Check your understanding >>
• A. Summarize the text on Wilhelm Schulze in two sentences.
• B. According to the text on Wilhelm Schulze, what nickname did his students, colleagues and vets give him?
• C. List every institution that the text on Wilhelm Schulze says awarded him an honorary degree.

= Wilhelm Schulze =

German veterinary academic (1920–2002)

Wilhelm Schulze (10 December 1920, Leipzig - 30 December 2002) was a German professor of veterinary medicine and director of the University of Veterinary Medicine Hanover (1966–68, 1978–80 and 1980-81) who specialized in pigs.

Schulze studied veterinary medicine at Leipzig University and at Hanover University, and became a professor (1950–56) and dean (1952–55) in Leipzig. In 1957 he was appointed a professor in Hanover and established a highly regarded clinic specializing in pigs.

In 1968 he was a founder of the International Pig Veterinary Society (IPVS). His dedication to his favoured species earned him the nickname "Pigs-Schulze" ("Schweine-Schulze") among students, colleagues and vets.

Schulze was awarded honorary degrees of the Free University of Berlin, the University of Veterinary Medicine Vienna, the University of Warsaw and Leipzig University.

On August 24, 2006, the university decided to posthumously name a prize after him.

==Experiments==
Between 1974 and 1978 Schulze and his colleagues carried out a study at the University of Veterinary Medicine Hanover. The study, published as ‘Attempts to Objectify Pain and Consciousness in Conventional (captive bolt pistol stunning) and Ritual (knife) Methods of Slaughtering Sheep and Calves' is reported on Islamic websites to have concluded that "the Islamic way of slaughtering is the most humane method of slaughter and that captive bolt stunning, practiced in the West, causes severe pain to the animal".

However, recent studies have countered the Schulze study, which is dated and relied on older EEG measurement techniques. Dr. Schulze himself also warned in his report that the stunning technique may not have functioned properly.

Supplied entries >>

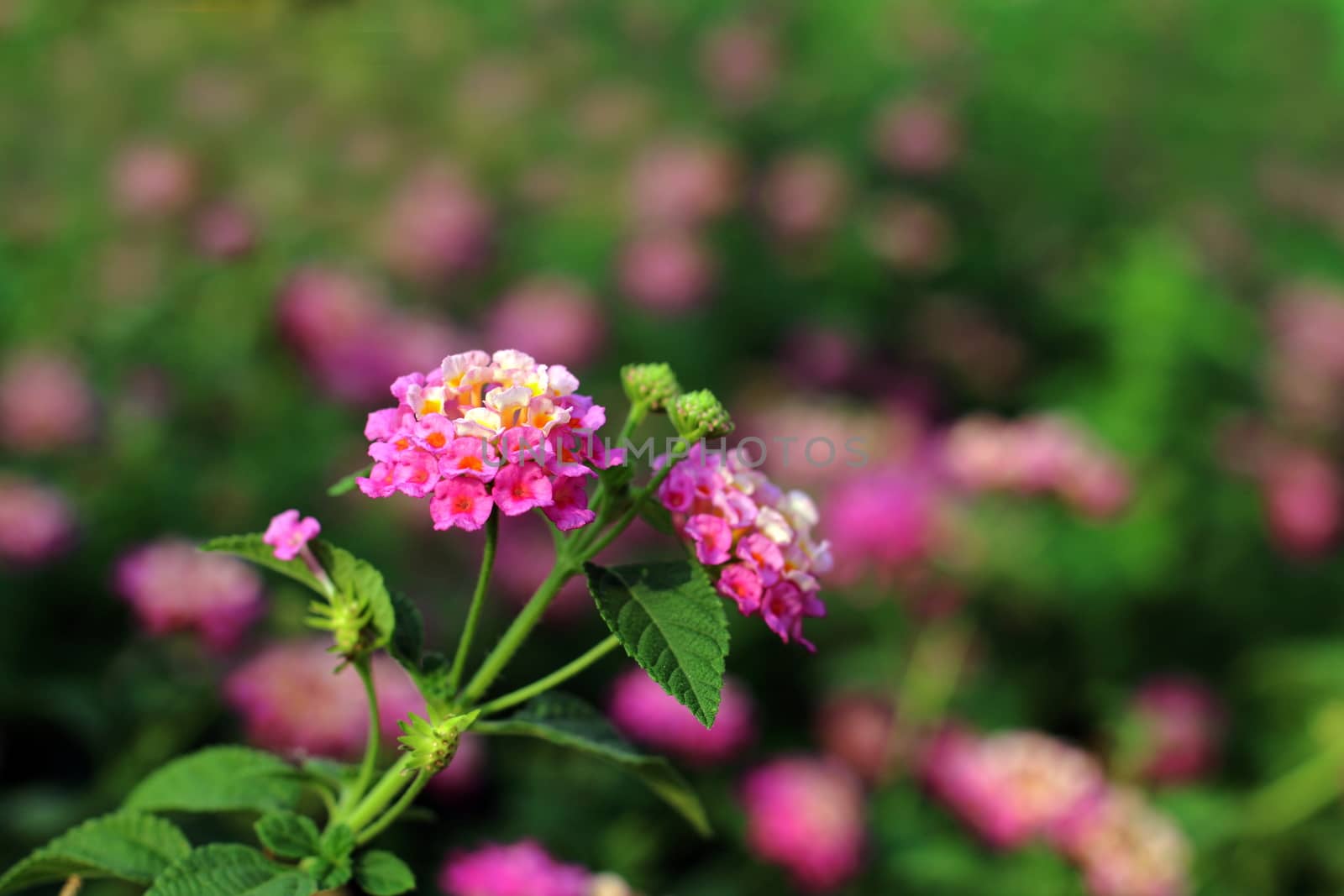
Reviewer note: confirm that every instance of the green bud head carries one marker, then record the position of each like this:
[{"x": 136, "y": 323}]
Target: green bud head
[
  {"x": 652, "y": 385},
  {"x": 349, "y": 624},
  {"x": 699, "y": 416},
  {"x": 433, "y": 741}
]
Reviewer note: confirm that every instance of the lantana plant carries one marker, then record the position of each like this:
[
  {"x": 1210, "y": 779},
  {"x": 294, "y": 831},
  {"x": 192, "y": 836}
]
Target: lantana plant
[{"x": 480, "y": 437}]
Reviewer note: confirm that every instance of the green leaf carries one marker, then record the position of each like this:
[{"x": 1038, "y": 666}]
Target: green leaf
[
  {"x": 360, "y": 579},
  {"x": 381, "y": 873},
  {"x": 409, "y": 631},
  {"x": 219, "y": 779},
  {"x": 127, "y": 846},
  {"x": 347, "y": 483},
  {"x": 671, "y": 621},
  {"x": 230, "y": 869},
  {"x": 288, "y": 835},
  {"x": 564, "y": 720},
  {"x": 433, "y": 676},
  {"x": 338, "y": 842},
  {"x": 250, "y": 547}
]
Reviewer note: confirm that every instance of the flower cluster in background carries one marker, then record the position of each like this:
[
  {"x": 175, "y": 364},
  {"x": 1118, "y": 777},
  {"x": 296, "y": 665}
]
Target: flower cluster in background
[
  {"x": 172, "y": 587},
  {"x": 522, "y": 869},
  {"x": 1018, "y": 786},
  {"x": 759, "y": 535}
]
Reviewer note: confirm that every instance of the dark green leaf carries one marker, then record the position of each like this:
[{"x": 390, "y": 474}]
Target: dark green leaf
[
  {"x": 250, "y": 547},
  {"x": 433, "y": 676},
  {"x": 127, "y": 846},
  {"x": 288, "y": 835},
  {"x": 381, "y": 873},
  {"x": 347, "y": 483},
  {"x": 671, "y": 621},
  {"x": 568, "y": 721},
  {"x": 658, "y": 516},
  {"x": 338, "y": 842},
  {"x": 409, "y": 633},
  {"x": 230, "y": 869},
  {"x": 219, "y": 779}
]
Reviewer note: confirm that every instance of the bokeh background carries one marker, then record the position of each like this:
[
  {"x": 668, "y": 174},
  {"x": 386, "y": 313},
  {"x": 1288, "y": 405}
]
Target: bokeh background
[{"x": 1072, "y": 270}]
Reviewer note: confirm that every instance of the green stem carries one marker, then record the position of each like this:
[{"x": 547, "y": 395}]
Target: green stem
[
  {"x": 374, "y": 741},
  {"x": 596, "y": 547},
  {"x": 464, "y": 645},
  {"x": 382, "y": 794},
  {"x": 564, "y": 673},
  {"x": 517, "y": 631},
  {"x": 638, "y": 410},
  {"x": 1297, "y": 795},
  {"x": 398, "y": 808}
]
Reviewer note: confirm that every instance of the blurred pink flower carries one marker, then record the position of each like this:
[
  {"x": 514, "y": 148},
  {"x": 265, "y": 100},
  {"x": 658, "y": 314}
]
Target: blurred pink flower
[
  {"x": 517, "y": 869},
  {"x": 45, "y": 402},
  {"x": 806, "y": 815},
  {"x": 649, "y": 715},
  {"x": 859, "y": 731},
  {"x": 1305, "y": 369},
  {"x": 679, "y": 183},
  {"x": 437, "y": 226},
  {"x": 154, "y": 181},
  {"x": 349, "y": 338},
  {"x": 822, "y": 358},
  {"x": 917, "y": 136},
  {"x": 890, "y": 517},
  {"x": 1126, "y": 848},
  {"x": 665, "y": 271},
  {"x": 963, "y": 338},
  {"x": 35, "y": 521},
  {"x": 739, "y": 63},
  {"x": 1301, "y": 492},
  {"x": 467, "y": 770},
  {"x": 1179, "y": 725},
  {"x": 1011, "y": 786},
  {"x": 293, "y": 700},
  {"x": 288, "y": 533},
  {"x": 913, "y": 235},
  {"x": 1037, "y": 454},
  {"x": 803, "y": 195},
  {"x": 225, "y": 231},
  {"x": 549, "y": 317},
  {"x": 172, "y": 586}
]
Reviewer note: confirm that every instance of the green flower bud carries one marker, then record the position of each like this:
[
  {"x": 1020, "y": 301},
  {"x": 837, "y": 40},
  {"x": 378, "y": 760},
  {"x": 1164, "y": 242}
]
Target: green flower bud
[
  {"x": 432, "y": 741},
  {"x": 349, "y": 622},
  {"x": 699, "y": 416},
  {"x": 652, "y": 385}
]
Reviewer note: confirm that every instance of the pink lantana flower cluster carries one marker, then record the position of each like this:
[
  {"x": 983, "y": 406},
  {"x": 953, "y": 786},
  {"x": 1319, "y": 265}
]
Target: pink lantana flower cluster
[
  {"x": 172, "y": 587},
  {"x": 806, "y": 815},
  {"x": 522, "y": 869},
  {"x": 1176, "y": 730},
  {"x": 37, "y": 523},
  {"x": 1126, "y": 848},
  {"x": 484, "y": 432},
  {"x": 292, "y": 703},
  {"x": 1021, "y": 785},
  {"x": 757, "y": 533},
  {"x": 649, "y": 715}
]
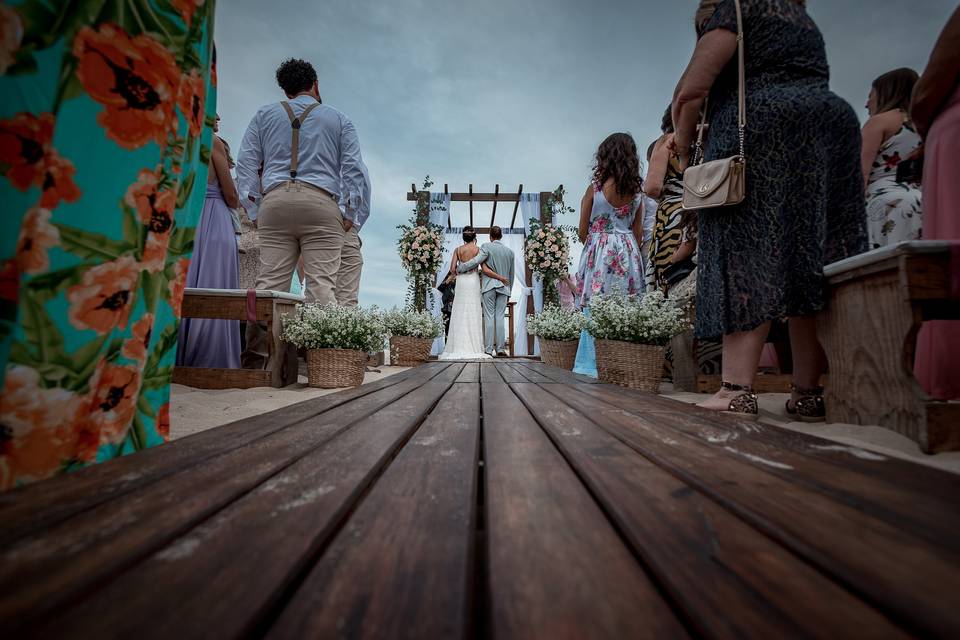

Solutions to the problems >>
• A. Wilhelm Schulze (1920–2002) was a German professor of veterinary medicine who specialized in pigs, directed the University of Veterinary Medicine Hanover, established a highly regarded pig clinic there, and helped found the International Pig Veterinary Society in 1968. A 1974–1978 study he and his colleagues carried out on pain in captive bolt stunning versus knife slaughter has been countered by recent studies, and he himself warned in his report that the stunning technique may not have functioned properly.

• B. "Pigs-Schulze" ("Schweine-Schulze")

• C.
- Free University of Berlin
- University of Veterinary Medicine Vienna
- University of Warsaw
- Leipzig University